● Task item
Omit the pictures from the entries below and retype everything else exactly.

● Records supplied
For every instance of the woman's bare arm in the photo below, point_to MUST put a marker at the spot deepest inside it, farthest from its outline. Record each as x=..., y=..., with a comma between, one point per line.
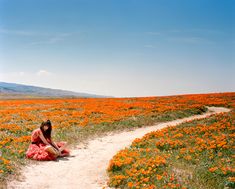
x=43, y=139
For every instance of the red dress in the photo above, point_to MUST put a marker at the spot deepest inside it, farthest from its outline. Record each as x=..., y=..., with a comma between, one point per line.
x=37, y=150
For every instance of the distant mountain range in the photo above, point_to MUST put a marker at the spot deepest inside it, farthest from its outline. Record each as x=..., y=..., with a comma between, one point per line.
x=13, y=90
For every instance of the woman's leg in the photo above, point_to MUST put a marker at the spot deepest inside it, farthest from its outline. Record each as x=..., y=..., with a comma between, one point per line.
x=52, y=150
x=63, y=146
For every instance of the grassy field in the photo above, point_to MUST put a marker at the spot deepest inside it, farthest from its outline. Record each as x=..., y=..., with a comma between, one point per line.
x=197, y=154
x=77, y=120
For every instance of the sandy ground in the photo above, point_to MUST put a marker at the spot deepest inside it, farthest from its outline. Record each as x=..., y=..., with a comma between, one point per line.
x=86, y=168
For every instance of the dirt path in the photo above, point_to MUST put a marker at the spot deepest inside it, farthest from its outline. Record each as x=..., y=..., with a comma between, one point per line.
x=86, y=169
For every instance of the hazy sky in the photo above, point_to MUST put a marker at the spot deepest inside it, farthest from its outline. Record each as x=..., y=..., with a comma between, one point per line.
x=119, y=47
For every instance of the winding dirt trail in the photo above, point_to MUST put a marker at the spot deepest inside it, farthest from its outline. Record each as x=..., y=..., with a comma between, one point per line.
x=86, y=168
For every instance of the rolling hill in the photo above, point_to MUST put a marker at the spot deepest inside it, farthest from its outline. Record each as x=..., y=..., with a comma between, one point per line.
x=13, y=90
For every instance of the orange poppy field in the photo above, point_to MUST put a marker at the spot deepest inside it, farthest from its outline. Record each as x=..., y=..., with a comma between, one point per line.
x=147, y=162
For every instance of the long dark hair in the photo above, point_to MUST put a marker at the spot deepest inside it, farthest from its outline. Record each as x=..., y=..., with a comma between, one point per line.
x=47, y=133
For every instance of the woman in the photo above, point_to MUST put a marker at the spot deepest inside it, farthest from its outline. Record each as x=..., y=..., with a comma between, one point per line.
x=42, y=147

● Written answer
For every instance of the woman's bare arm in the photo below, point_to MUST put a marker at the spot deepest inside it, farthest from its outline. Record each as x=..., y=..., with a comma between, one point per line.
x=43, y=139
For every instance of the red dress in the photo above, point_to MUST put a marker at the spot deepest inside it, farthest from its outline. Record each as x=..., y=..., with a comma between, one point per line.
x=37, y=150
For every instance of the distant mountain range in the photo above, point_to MUST put a marker at the spot deepest inside it, farthest from its outline. Record each as x=..., y=..., with a comma between, one point per line.
x=13, y=90
For every instance of the woman's leg in the photo above, point_to MUST put a marker at the spot deepest inside it, farthest from its outline. Record each as x=..., y=..., with a comma between, one point per line.
x=52, y=150
x=63, y=146
For every instance of the grassy field in the photo above, point_to MUST put a marker at the spot deepest inside it, farthest from its outline. Record each as x=..., y=..., with a comma between, one point per line.
x=197, y=154
x=77, y=120
For every instance of the sandy ground in the photo above, point_to MUST put a marker at the spot deepest inside it, farthest from its outline. Record each as x=..., y=..., with a comma between, one point per line.
x=86, y=168
For every instance of the dirt path in the photo above, point_to MUST put a marker at the spot deepest inside it, farthest from its outline. Record each as x=..., y=..., with a comma between, one point per line.
x=86, y=169
For every instance of the hazy sky in the photo above, point_to MUST put a marker at the spot deepest inside it, farthest from its outline. Record each as x=..., y=..., with a comma between, one point per line.
x=119, y=47
For every instance of the winding dirt trail in the photo above, point_to MUST put a marker at the spot deepest inside it, farthest from its outline. Record each as x=..., y=..., with a comma between, one point per line.
x=86, y=168
For every instance of the rolling hill in the photo above, point_to MUST put a marker at the spot deepest inside it, farthest from its outline. Record each as x=..., y=..., with a comma between, one point per line.
x=13, y=90
For every instance of the orange poppy field in the photo above, point_to MUST put a marker at the spot deepest inside it, farthest from its outline. Record each as x=..., y=..., with a comma between, one point per line.
x=147, y=162
For every instance of the long dark hair in the photo above, point_to MUST put a marker at the spot deepest inside it, farthest from its outline. Record each as x=..., y=..., with a comma between, one point per line.
x=47, y=133
For every instance of the woman in the photo above, point_to MUST put a marker at the spot deepest inside it, farthest from its outline. Record each as x=..., y=..., with a comma between, one point per line.
x=42, y=147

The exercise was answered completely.